**Passage:**
I
So here we are again, not that we ever thought that lessons had been learned. Here we are with utterances that are making life more horrible for people. Here we are, playing the same old card because maybe the lads said that this card worked wonders the first time it was played, the lads who said 'sure isn’t it just what everyone is saying', the words ringing in your ears, that it’s OK to say these things, to make these suggestions.
I think of Nanci Griffith, singing It’s a Hard Life Wherever You Go....
A cafeteria line in Chicago
The fat man in front of me
Is calling black people trash to his children
He’s the only trash here I see
And I’m thinking this man wears a white hood
In the night when his children should sleep
But, they slip to their window and they see him
And they think that white hood’s all they need...
II
And when people hear those words and say “I don’t know where you’re going here with this exactly...” they know all too bloody well where you are going there with those comments and these questions. They know what motivates. They know what feeds ignorance and gets the lads going, the lads who pat ya on the back and say 'fair fecks to ya man for saying what everyone is saying...you tell them, you tell them and we won’t forget ya for saying it...'
When people give you a box to stand on, it gives you a few extra inches to be seen above the crowd, to be heard above the crowd. But with that box comes great responsibility. The box allows you to see above the crowd, to be able to reach the people down the back, for them to see you. And they see you up there on the box, they expect more from you, because after all you are an Up On The Box person. With farsight, they expect you to have foresight, to have empathy, to know what will inspire and what will deflate. What will create love, respect, dignity, and community......and what will divide and cause hate. And to know when you should, if ever, deploy any of these virtues.

**Exercise description:** Name everything the piece above says an Up On The Box person is expected to know will create.

**Data extract:**
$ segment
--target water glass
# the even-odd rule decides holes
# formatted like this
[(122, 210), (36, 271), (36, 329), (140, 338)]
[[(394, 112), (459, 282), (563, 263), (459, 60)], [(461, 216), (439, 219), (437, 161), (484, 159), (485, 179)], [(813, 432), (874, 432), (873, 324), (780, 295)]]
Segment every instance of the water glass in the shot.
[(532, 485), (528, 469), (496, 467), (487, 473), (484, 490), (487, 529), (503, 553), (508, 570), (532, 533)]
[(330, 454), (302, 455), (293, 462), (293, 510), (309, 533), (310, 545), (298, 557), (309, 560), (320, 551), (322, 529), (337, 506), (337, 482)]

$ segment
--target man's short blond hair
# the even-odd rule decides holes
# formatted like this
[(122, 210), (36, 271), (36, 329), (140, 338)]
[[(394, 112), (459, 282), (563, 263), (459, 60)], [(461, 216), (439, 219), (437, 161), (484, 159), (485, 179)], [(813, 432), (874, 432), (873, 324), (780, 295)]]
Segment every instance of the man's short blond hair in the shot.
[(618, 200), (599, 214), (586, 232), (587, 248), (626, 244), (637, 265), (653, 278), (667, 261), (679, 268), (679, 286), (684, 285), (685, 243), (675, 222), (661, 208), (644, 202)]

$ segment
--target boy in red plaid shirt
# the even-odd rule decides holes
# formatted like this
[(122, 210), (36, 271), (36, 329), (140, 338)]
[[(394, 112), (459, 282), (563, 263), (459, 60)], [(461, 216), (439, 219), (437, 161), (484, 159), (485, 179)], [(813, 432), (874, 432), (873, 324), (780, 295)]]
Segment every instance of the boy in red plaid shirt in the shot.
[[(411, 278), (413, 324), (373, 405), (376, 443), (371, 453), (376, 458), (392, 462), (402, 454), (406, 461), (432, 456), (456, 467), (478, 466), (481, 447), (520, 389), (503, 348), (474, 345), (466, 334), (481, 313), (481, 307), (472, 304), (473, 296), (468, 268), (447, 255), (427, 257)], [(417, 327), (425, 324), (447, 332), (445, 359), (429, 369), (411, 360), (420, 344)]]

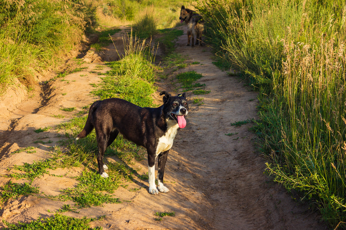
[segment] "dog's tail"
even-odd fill
[[[91,106],[90,107],[90,109],[89,109],[89,113],[88,115],[88,118],[86,119],[86,122],[85,122],[84,128],[83,129],[81,132],[79,133],[79,134],[77,135],[76,140],[78,140],[80,138],[85,137],[92,131],[94,128],[94,125],[92,124],[94,112],[99,107],[99,104],[101,102],[101,101],[97,101],[93,103]]]

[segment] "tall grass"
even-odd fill
[[[95,25],[96,6],[87,0],[0,1],[0,86],[14,77],[27,85]]]
[[[345,222],[346,2],[222,0],[196,7],[217,54],[262,93],[255,128],[268,171],[316,204],[331,226]]]
[[[102,10],[99,11],[98,14],[102,24],[114,26],[135,23],[138,21],[136,19],[138,15],[151,11],[151,9],[153,7],[155,13],[152,13],[151,16],[154,18],[159,29],[170,28],[179,24],[182,5],[189,6],[192,2],[190,0],[103,0],[102,1]],[[117,24],[110,24],[110,20]]]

**Answer section:** Love, respect, dignity, and community.